- [Goal]: Please give these items again with "phrase" swapped for "label" everywhere, changing nothing else.

--

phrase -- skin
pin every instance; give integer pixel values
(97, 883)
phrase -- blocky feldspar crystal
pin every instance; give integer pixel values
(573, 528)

--

- [Exercise solution]:
label -- skin
pin every instance; give integer pixel values
(97, 883)
label -- blocky feldspar crystal
pin every instance; give integer pixel values
(573, 528)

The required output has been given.